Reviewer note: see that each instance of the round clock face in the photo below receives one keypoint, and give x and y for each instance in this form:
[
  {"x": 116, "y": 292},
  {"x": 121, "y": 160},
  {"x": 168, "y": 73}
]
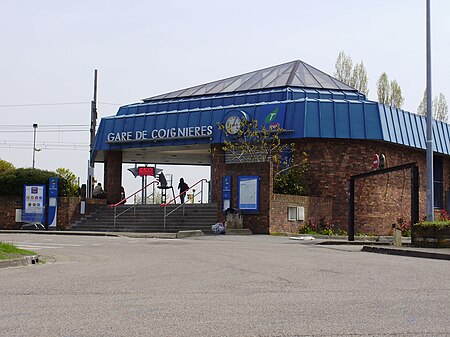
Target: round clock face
[{"x": 233, "y": 125}]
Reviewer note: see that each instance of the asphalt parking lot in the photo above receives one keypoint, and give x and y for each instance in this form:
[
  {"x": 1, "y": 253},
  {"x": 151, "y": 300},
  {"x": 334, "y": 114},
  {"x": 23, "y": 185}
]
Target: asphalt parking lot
[{"x": 219, "y": 286}]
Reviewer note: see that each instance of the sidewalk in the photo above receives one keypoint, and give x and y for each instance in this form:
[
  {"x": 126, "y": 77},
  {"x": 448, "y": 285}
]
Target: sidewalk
[{"x": 380, "y": 245}]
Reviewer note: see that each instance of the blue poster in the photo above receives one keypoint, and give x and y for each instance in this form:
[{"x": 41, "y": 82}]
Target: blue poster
[
  {"x": 34, "y": 204},
  {"x": 248, "y": 193},
  {"x": 52, "y": 202}
]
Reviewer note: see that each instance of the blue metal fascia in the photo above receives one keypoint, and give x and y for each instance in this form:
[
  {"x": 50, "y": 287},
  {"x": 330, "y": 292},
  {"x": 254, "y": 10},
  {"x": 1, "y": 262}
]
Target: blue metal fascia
[{"x": 303, "y": 117}]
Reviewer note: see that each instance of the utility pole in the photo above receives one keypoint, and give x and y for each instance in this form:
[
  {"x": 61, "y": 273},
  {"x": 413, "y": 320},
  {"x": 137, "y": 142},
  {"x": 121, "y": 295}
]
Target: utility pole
[
  {"x": 34, "y": 144},
  {"x": 90, "y": 182},
  {"x": 430, "y": 182}
]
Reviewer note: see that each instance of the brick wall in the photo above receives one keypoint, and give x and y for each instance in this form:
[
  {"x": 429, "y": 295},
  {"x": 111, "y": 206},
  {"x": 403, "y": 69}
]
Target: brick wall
[
  {"x": 257, "y": 223},
  {"x": 379, "y": 200},
  {"x": 315, "y": 208}
]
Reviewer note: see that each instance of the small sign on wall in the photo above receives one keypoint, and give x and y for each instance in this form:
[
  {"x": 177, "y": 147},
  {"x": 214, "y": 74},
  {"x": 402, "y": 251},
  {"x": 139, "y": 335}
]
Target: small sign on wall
[{"x": 248, "y": 193}]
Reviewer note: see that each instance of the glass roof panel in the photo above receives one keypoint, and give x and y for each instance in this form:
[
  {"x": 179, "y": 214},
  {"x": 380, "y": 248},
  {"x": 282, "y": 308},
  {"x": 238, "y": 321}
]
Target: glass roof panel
[
  {"x": 305, "y": 76},
  {"x": 327, "y": 81},
  {"x": 239, "y": 82},
  {"x": 295, "y": 74}
]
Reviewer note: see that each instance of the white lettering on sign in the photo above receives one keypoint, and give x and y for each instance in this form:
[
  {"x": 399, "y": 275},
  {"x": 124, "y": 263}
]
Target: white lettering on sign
[{"x": 160, "y": 134}]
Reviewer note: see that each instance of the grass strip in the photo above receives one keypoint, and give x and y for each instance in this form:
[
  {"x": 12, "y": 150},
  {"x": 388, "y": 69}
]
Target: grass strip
[{"x": 10, "y": 251}]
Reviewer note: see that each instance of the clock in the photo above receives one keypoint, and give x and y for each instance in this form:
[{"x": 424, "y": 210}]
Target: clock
[{"x": 233, "y": 125}]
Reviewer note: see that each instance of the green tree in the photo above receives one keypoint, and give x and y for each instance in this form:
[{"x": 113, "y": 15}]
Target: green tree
[
  {"x": 254, "y": 144},
  {"x": 5, "y": 166},
  {"x": 354, "y": 76},
  {"x": 70, "y": 179},
  {"x": 12, "y": 181},
  {"x": 440, "y": 107}
]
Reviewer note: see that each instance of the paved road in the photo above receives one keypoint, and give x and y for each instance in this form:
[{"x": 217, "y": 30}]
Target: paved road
[{"x": 219, "y": 286}]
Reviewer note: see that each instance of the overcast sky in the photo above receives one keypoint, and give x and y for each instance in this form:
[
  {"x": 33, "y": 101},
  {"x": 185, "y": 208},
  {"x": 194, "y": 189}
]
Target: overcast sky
[{"x": 143, "y": 48}]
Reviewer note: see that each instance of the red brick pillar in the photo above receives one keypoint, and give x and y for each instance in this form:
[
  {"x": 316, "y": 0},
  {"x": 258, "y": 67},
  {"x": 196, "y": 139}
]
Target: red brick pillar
[{"x": 113, "y": 175}]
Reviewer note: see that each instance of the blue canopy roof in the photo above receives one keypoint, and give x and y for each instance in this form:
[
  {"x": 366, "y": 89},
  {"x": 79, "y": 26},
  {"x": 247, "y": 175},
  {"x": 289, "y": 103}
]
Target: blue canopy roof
[{"x": 167, "y": 124}]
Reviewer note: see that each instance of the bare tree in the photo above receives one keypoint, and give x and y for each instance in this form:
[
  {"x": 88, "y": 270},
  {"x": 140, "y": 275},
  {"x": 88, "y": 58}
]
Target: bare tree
[
  {"x": 343, "y": 68},
  {"x": 359, "y": 78},
  {"x": 355, "y": 77},
  {"x": 389, "y": 93},
  {"x": 383, "y": 89},
  {"x": 396, "y": 98},
  {"x": 440, "y": 107}
]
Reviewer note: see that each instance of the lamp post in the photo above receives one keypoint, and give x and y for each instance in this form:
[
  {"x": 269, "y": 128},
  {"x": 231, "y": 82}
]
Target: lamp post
[
  {"x": 430, "y": 187},
  {"x": 34, "y": 143}
]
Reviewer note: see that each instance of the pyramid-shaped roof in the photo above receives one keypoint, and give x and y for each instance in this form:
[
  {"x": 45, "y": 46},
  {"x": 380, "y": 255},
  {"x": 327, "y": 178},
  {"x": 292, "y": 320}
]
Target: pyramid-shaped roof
[{"x": 292, "y": 74}]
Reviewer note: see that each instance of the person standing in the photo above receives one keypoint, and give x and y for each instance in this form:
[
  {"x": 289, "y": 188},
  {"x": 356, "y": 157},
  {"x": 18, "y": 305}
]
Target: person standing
[{"x": 183, "y": 187}]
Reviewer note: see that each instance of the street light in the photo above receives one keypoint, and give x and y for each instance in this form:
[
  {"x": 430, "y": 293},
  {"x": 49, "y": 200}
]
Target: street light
[{"x": 34, "y": 143}]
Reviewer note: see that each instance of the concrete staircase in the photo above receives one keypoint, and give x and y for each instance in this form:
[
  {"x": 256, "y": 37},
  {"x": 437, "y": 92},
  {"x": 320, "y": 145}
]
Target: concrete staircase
[{"x": 150, "y": 218}]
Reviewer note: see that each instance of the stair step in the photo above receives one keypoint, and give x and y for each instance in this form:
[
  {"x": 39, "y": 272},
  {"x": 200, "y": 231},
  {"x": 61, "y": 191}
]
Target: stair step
[{"x": 150, "y": 218}]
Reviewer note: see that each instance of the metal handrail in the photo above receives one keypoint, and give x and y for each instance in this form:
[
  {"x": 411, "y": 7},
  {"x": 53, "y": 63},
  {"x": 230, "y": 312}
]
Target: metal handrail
[
  {"x": 125, "y": 200},
  {"x": 182, "y": 205}
]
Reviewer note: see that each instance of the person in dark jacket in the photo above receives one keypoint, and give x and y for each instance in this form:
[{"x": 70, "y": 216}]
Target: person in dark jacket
[{"x": 183, "y": 187}]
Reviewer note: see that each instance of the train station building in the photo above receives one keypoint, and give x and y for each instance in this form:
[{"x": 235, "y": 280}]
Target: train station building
[{"x": 339, "y": 129}]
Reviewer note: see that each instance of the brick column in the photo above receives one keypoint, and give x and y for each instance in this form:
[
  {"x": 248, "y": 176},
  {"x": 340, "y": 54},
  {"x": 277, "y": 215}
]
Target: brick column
[{"x": 113, "y": 175}]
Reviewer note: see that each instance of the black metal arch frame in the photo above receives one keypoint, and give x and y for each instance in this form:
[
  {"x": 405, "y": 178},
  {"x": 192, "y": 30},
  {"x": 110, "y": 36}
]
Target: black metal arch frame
[{"x": 414, "y": 194}]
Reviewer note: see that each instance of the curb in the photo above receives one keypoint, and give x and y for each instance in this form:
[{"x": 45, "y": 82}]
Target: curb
[
  {"x": 18, "y": 262},
  {"x": 189, "y": 234},
  {"x": 241, "y": 231},
  {"x": 404, "y": 252}
]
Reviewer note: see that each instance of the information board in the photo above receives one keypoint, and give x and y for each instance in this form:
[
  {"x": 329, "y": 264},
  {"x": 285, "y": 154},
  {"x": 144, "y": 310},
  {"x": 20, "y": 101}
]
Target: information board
[{"x": 248, "y": 193}]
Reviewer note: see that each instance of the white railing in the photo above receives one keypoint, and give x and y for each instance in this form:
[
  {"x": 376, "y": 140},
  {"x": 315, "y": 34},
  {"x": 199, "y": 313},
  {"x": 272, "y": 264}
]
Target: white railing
[{"x": 187, "y": 200}]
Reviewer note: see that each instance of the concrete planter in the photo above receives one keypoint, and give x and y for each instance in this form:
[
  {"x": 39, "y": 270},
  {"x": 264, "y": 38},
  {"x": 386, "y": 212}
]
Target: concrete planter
[{"x": 431, "y": 236}]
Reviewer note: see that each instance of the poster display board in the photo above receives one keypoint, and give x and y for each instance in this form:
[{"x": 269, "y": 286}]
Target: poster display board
[
  {"x": 248, "y": 193},
  {"x": 226, "y": 192},
  {"x": 52, "y": 202},
  {"x": 34, "y": 204}
]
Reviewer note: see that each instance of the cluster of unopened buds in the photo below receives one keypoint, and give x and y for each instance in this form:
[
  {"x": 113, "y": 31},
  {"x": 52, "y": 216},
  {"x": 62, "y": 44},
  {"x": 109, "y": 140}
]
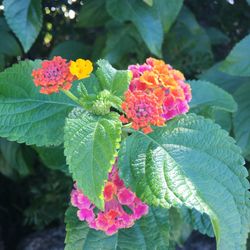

------------

_EXERCISE PROMPT:_ Among the lines of the material above, find those with the word "below". Copy each one.

_FINISHED EXERCISE:_
Reviewer note: see that each instance of the round clock face in the photo below receives one keypoint, and give x and y for each instance in this form:
Reviewer note: see that each instance of the cluster of unopened buds in the photo below receives one keypoint, and give x and y for each instance in this form:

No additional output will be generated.